__GOALS__.
A – Read the shellac nails thread and decide whether each statement below agrees with it: (i) SubwayDreaming goes three weeks between shellac appointments instead of two. (ii) Mixxi's nail broke while she had biosculpture gel on. (iii) Monsy says her shellac chipped within the first week. For each, answer yes or no and quote the words from the thread that settle it.
B – Sum up the shellac nails thread in two sentences.
C – Copy the shellac nails thread word for word from "I couldn't find" to "nails over time?".

__TEXT EXTRACT__.
┌────────

# Shellac nails



## Mixxi (Apr 6, 2016)

Hey guys,

I couldn't find a topic on shellac so thought I'd start one as I have a few questions. I had shellac done about a week and a half ago and I love it! It looks so much better than a regular manicure and my nails seem really strong. However, I already have a fair bit of nail growth. If you get shellac, how often do you get it done? Also, have you noticed that it weakens your natural nails over time?

Thanks in advance!


----------



## SubwayDreaming (Apr 6, 2016)

In a perfect world, I would get my shellac nails re-done every two weeks, but I stretch it to three.

I find that the only thing that weakens my nails is how the shellac is removed. If I go to a cheap place where they "drill" it off, it damages my nails.  If I go to a nice place and the shellac is soaked in acetone and gently removed, it doesn't hurt my nails.


----------



## Mixxi (Apr 14, 2016)

I was really disappointed as Monday one of my nails broke off with the shellac on!! I went and got my nails done with biosculpture gel at this nice place near me as someone told me it generally lasts 3 weeks and makes your nails stronger than shellac. I will report back in a couple of weeks to see if I've had any breakages.


----------



## Monsy (Apr 14, 2016)

mine usually break easily but with shellac i never had them broken. and it looks amazing and no chips even 14 days later.


----------



## Monsy (Apr 14, 2016)

SubwayDreaming said:


> In a perfect world, I would get my shellac nails re-done every two weeks, but I stretch it to three.
> 
> I find that the only thing that weakens my nails is how the shellac is removed. If I go to a cheap place where they "drill" it off, it damages my nails.  If I go to a nice place and the shellac is soaked in acetone and gently removed, it doesn't hurt my nails.




why don't you soak it off yourself at home? it should not be "drilled" off


----------



## jamienewel (Apr 19, 2016)

I've recently started doing my own gels at home !


----------



## Mixxi (Apr 29, 2016)

jamienewel said:


> I've recently started doing my own gels at home !



What kit do you have and are you pleased with the results.


I have to say I'm quite impressed with the biosculpture gel. Lovely colour and I've had no chips or breakages in 2 and a half weeks. Going on Tuesday to get it redone.


----------

└────────

__COLLECTED DATA__.
┌────────

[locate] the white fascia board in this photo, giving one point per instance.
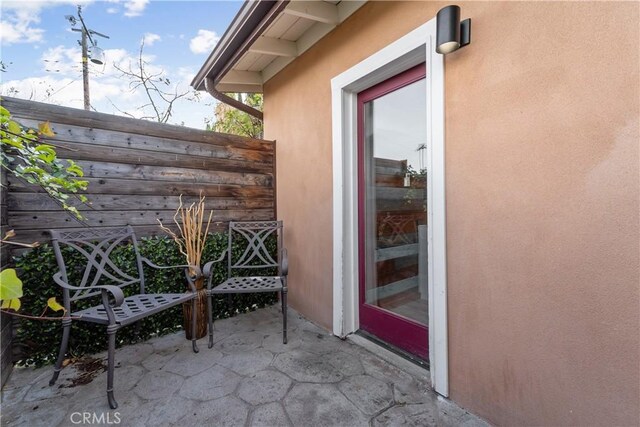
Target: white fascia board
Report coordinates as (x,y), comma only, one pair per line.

└────────

__SOLUTIONS TO THE TASKS__.
A –
(i) Yes: "In a perfect world, I would get my shellac nails re-done every two weeks, but I stretch it to three."
(ii) No: "Monday one of my nails broke off with the shellac on!!"
(iii) No: "no chips even 14 days later."

B – Mixxi asks how often people redo shellac and whether it weakens natural nails. SubwayDreaming stretches it to three weeks and blames damage on drilled-off removal, Monsy reports no breaks and no chips after 14 days, and Mixxi, after a nail broke with shellac on, tried biosculpture gel and had no chips or breakages in two and a half weeks.

C –
I couldn't find a topic on shellac so thought I'd start one as I have a few questions. I had shellac done about a week and a half ago and I love it! It looks so much better than a regular manicure and my nails seem really strong. However, I already have a fair bit of nail growth. If you get shellac, how often do you get it done? Also, have you noticed that it weakens your natural nails over time?